[Items listed in a dataset]
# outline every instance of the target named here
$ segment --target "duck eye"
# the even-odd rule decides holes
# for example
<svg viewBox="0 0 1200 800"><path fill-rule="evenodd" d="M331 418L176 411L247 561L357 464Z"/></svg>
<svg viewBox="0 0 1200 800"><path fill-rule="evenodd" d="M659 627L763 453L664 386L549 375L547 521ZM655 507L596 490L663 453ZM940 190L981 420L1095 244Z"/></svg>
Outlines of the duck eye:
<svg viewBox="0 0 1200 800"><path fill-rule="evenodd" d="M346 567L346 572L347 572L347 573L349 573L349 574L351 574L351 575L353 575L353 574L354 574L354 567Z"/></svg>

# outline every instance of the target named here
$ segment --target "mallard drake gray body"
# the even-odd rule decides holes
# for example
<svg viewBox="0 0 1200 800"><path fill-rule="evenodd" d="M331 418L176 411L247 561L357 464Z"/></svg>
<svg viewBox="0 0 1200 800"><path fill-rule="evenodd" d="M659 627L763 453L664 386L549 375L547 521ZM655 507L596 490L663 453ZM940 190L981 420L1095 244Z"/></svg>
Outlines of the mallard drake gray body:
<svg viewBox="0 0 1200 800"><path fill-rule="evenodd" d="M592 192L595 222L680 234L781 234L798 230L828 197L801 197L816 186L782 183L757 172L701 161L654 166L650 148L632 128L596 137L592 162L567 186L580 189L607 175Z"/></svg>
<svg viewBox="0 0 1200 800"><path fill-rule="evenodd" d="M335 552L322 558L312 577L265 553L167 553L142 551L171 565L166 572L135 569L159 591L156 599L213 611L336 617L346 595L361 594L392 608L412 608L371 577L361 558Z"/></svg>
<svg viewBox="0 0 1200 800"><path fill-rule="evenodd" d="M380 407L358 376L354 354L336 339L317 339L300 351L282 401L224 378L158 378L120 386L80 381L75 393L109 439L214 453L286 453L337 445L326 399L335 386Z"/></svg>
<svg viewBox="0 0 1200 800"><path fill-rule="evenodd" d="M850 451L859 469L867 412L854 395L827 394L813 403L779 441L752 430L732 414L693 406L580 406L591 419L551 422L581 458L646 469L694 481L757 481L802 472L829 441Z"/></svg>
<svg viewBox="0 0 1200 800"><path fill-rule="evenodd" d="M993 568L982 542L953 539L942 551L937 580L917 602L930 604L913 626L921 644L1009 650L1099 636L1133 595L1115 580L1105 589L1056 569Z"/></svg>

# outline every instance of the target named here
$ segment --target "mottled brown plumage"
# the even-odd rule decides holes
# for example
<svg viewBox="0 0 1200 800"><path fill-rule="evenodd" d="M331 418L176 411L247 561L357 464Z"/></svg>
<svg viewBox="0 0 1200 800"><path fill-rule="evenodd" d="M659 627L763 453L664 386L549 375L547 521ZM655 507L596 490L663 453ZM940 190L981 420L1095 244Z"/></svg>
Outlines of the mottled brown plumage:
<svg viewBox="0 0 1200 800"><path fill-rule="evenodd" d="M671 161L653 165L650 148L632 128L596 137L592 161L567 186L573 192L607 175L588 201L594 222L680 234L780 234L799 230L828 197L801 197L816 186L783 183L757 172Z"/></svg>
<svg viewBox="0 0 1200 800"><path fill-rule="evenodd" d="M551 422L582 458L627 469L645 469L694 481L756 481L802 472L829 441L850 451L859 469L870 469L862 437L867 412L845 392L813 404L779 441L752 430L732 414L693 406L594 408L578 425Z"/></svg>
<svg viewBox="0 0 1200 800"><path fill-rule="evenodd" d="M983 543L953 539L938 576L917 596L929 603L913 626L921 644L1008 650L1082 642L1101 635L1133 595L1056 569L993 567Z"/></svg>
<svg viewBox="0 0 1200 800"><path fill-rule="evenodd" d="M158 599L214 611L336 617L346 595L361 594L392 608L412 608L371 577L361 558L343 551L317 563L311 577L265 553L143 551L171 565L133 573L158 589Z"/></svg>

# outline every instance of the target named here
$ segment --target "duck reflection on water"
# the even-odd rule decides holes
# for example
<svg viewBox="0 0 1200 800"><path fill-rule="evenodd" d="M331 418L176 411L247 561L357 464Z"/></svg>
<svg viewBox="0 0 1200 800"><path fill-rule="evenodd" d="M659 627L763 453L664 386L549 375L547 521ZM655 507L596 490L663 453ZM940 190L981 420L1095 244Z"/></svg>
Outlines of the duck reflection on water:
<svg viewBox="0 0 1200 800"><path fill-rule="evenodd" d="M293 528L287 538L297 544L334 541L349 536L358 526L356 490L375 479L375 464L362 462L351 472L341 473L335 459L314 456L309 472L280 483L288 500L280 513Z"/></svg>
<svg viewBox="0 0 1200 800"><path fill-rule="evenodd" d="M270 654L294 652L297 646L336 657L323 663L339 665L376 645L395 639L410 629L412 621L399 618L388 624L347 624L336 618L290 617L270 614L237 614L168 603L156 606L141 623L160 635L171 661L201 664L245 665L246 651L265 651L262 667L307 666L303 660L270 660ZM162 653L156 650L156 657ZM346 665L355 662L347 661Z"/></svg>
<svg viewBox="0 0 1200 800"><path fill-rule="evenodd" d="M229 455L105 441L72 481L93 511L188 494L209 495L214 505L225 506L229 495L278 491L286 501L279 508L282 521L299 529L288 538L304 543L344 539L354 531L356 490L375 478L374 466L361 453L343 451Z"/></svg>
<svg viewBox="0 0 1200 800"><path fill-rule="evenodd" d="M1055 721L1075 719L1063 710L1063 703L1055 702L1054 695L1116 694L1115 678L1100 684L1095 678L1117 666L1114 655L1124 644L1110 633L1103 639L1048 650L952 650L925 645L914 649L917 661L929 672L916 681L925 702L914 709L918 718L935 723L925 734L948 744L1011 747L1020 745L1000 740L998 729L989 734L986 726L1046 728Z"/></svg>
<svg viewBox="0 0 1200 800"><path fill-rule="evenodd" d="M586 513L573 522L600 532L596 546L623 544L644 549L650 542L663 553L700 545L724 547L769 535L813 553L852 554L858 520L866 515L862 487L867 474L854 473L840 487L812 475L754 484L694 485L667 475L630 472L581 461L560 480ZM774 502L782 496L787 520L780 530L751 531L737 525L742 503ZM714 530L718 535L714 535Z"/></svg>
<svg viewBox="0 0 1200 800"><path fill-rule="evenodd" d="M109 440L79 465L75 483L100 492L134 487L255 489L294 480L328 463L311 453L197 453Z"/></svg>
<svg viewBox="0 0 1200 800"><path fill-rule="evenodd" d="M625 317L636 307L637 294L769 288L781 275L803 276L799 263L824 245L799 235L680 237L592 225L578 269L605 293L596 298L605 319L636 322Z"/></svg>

■ **EXERCISE**
Repeat all the lines above, keeping them exactly as they are.

■ **OUTPUT BELOW**
# outline every instance of the target named here
$ segment --target "duck eye"
# the even-odd rule decides holes
# for example
<svg viewBox="0 0 1200 800"><path fill-rule="evenodd" d="M331 418L176 411L247 561L357 464Z"/></svg>
<svg viewBox="0 0 1200 800"><path fill-rule="evenodd" d="M659 627L763 453L664 386L549 375L547 521ZM655 507L596 490L663 453ZM940 190L981 420L1095 244Z"/></svg>
Outlines of the duck eye:
<svg viewBox="0 0 1200 800"><path fill-rule="evenodd" d="M346 567L346 572L347 572L347 573L349 573L349 574L351 574L351 575L353 575L353 574L354 574L354 567Z"/></svg>

# outline every instance of the target named here
$ segment --target "mallard drake gray body"
# the even-odd rule decides holes
# for example
<svg viewBox="0 0 1200 800"><path fill-rule="evenodd" d="M331 418L176 411L247 561L357 464Z"/></svg>
<svg viewBox="0 0 1200 800"><path fill-rule="evenodd" d="M659 627L763 453L664 386L549 375L547 521ZM655 507L596 490L663 453ZM940 190L981 420L1095 244Z"/></svg>
Outlines of the mallard drake gray body:
<svg viewBox="0 0 1200 800"><path fill-rule="evenodd" d="M592 192L595 222L680 234L781 234L798 230L828 197L801 197L816 186L782 183L757 172L701 161L654 166L650 148L632 128L596 137L592 162L567 186L580 189L607 175Z"/></svg>
<svg viewBox="0 0 1200 800"><path fill-rule="evenodd" d="M335 552L322 558L312 577L265 553L167 553L142 551L171 565L166 572L135 569L159 591L156 599L213 611L336 617L346 595L361 594L392 608L412 608L371 577L361 558Z"/></svg>
<svg viewBox="0 0 1200 800"><path fill-rule="evenodd" d="M380 407L358 376L354 354L336 339L317 339L300 351L282 401L224 378L158 378L120 386L80 381L75 393L109 439L214 453L286 453L337 445L326 399L335 386Z"/></svg>
<svg viewBox="0 0 1200 800"><path fill-rule="evenodd" d="M850 451L859 469L867 412L854 395L827 394L813 403L779 441L752 430L732 414L693 406L580 406L591 419L551 422L581 458L646 469L694 481L757 481L802 472L829 441Z"/></svg>
<svg viewBox="0 0 1200 800"><path fill-rule="evenodd" d="M993 568L982 542L953 539L942 551L937 580L917 602L930 604L913 626L921 644L1009 650L1099 636L1133 595L1115 580L1105 589L1056 569Z"/></svg>

# outline every instance of the target named here
$ segment --target "mottled brown plumage"
# the even-odd rule decides holes
# for example
<svg viewBox="0 0 1200 800"><path fill-rule="evenodd" d="M331 418L176 411L247 561L357 464Z"/></svg>
<svg viewBox="0 0 1200 800"><path fill-rule="evenodd" d="M659 627L763 453L664 386L549 375L547 521ZM655 507L596 490L663 453ZM940 190L981 420L1095 244Z"/></svg>
Outlines of the mottled brown plumage:
<svg viewBox="0 0 1200 800"><path fill-rule="evenodd" d="M671 161L653 165L650 148L632 128L596 137L592 161L567 186L573 192L607 175L588 201L594 222L680 234L780 234L799 230L828 197L801 197L816 186L783 183L757 172Z"/></svg>
<svg viewBox="0 0 1200 800"><path fill-rule="evenodd" d="M551 422L582 458L627 469L645 469L694 481L756 481L802 472L829 441L850 451L859 469L870 469L862 437L867 412L845 392L813 404L779 441L752 430L732 414L693 406L594 408L578 425Z"/></svg>
<svg viewBox="0 0 1200 800"><path fill-rule="evenodd" d="M983 543L953 539L938 576L917 596L929 603L913 626L921 644L1008 650L1082 642L1101 635L1133 595L1056 569L993 567Z"/></svg>
<svg viewBox="0 0 1200 800"><path fill-rule="evenodd" d="M158 599L214 611L336 617L346 595L361 594L392 608L412 608L371 577L361 558L343 551L317 563L311 577L265 553L143 551L171 565L133 573L158 589Z"/></svg>

# outline every instance of the target named here
$ segment --target "duck reflection on water"
# the even-odd rule decides holes
# for example
<svg viewBox="0 0 1200 800"><path fill-rule="evenodd" d="M331 418L176 411L247 561L357 464Z"/></svg>
<svg viewBox="0 0 1200 800"><path fill-rule="evenodd" d="M659 627L763 453L664 386L549 375L547 521ZM655 507L596 490L663 453ZM940 190L981 420L1095 244Z"/></svg>
Outlines of the duck reflection on water:
<svg viewBox="0 0 1200 800"><path fill-rule="evenodd" d="M293 528L287 538L297 544L334 541L349 536L358 526L356 490L375 479L375 464L362 462L351 472L341 473L335 459L314 456L309 472L280 483L288 500L280 513Z"/></svg>
<svg viewBox="0 0 1200 800"><path fill-rule="evenodd" d="M270 654L294 652L297 646L336 657L323 663L339 665L376 645L395 639L410 629L412 621L399 618L388 624L347 624L336 618L290 617L270 614L237 614L168 603L156 606L141 623L160 635L171 661L201 664L245 665L246 651L265 651L262 667L307 666L303 660L270 660ZM162 653L156 650L156 657ZM346 665L355 662L347 661Z"/></svg>
<svg viewBox="0 0 1200 800"><path fill-rule="evenodd" d="M229 455L105 441L72 481L93 511L188 494L209 495L214 505L225 506L229 495L278 491L286 501L279 508L282 521L299 529L288 538L304 543L344 539L354 531L356 490L375 478L374 466L361 453L343 451Z"/></svg>
<svg viewBox="0 0 1200 800"><path fill-rule="evenodd" d="M1055 721L1075 719L1063 710L1063 703L1055 702L1054 695L1116 694L1115 678L1100 684L1095 678L1117 666L1114 655L1124 644L1110 633L1103 639L1048 650L952 650L925 645L914 649L917 661L929 672L916 681L925 702L914 709L918 718L935 723L925 734L948 744L1011 747L1020 745L1000 740L998 729L989 734L986 726L1046 728Z"/></svg>
<svg viewBox="0 0 1200 800"><path fill-rule="evenodd" d="M586 513L573 522L600 532L596 546L623 544L644 549L650 542L663 553L700 545L724 547L769 535L813 553L852 554L858 520L866 515L862 487L867 474L854 473L840 487L812 475L754 484L694 485L667 475L630 472L581 461L560 480ZM774 502L782 496L787 520L780 530L751 531L737 525L742 503ZM714 530L718 535L714 535Z"/></svg>
<svg viewBox="0 0 1200 800"><path fill-rule="evenodd" d="M109 440L79 465L75 483L100 492L134 487L255 489L294 480L328 463L311 453L197 453Z"/></svg>
<svg viewBox="0 0 1200 800"><path fill-rule="evenodd" d="M625 317L636 307L637 294L769 288L781 275L803 276L799 263L824 245L799 235L680 237L592 225L578 269L605 293L596 298L605 319L636 322Z"/></svg>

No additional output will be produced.